Source data:
###

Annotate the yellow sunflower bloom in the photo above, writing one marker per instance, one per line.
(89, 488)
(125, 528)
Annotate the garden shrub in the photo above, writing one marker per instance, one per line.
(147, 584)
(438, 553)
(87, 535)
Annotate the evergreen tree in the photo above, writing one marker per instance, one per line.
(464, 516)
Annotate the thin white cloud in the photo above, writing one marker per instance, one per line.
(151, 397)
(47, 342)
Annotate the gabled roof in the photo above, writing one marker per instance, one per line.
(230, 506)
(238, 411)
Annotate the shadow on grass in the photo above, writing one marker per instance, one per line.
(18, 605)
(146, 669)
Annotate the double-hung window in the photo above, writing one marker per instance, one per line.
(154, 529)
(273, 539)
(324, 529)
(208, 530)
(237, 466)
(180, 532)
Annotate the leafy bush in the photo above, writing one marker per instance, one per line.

###

TO DO:
Please reproduce the entries above in full, swapping each occurrence of "Annotate" for "Label" and keeping every other character as it is.

ANSWER IN FULL:
Label the yellow sunflower bloom in the photo above, writing one marker per instance, one per line.
(89, 488)
(125, 528)
Label the garden shrub in the photo above, writing one marker per instance, one per line.
(147, 584)
(438, 553)
(87, 535)
Label the evergreen tree in the photo above, writing one marker per instance, one per line.
(464, 516)
Label the thin white cloud in the photo above, writing one marker per instance, one per line.
(151, 397)
(47, 342)
Label the gabled roof in the photo above, writing one marker per instance, one per line.
(230, 506)
(238, 411)
Label the shadow on grass in the photo above, writing one marker per instance, one per line.
(18, 605)
(146, 669)
Label the double-hung window in the photo above, writing one marker per instance, one per line.
(154, 529)
(273, 539)
(324, 529)
(208, 530)
(237, 466)
(180, 532)
Label the leafy bush in the photo above, writing one marker per instance, one per line.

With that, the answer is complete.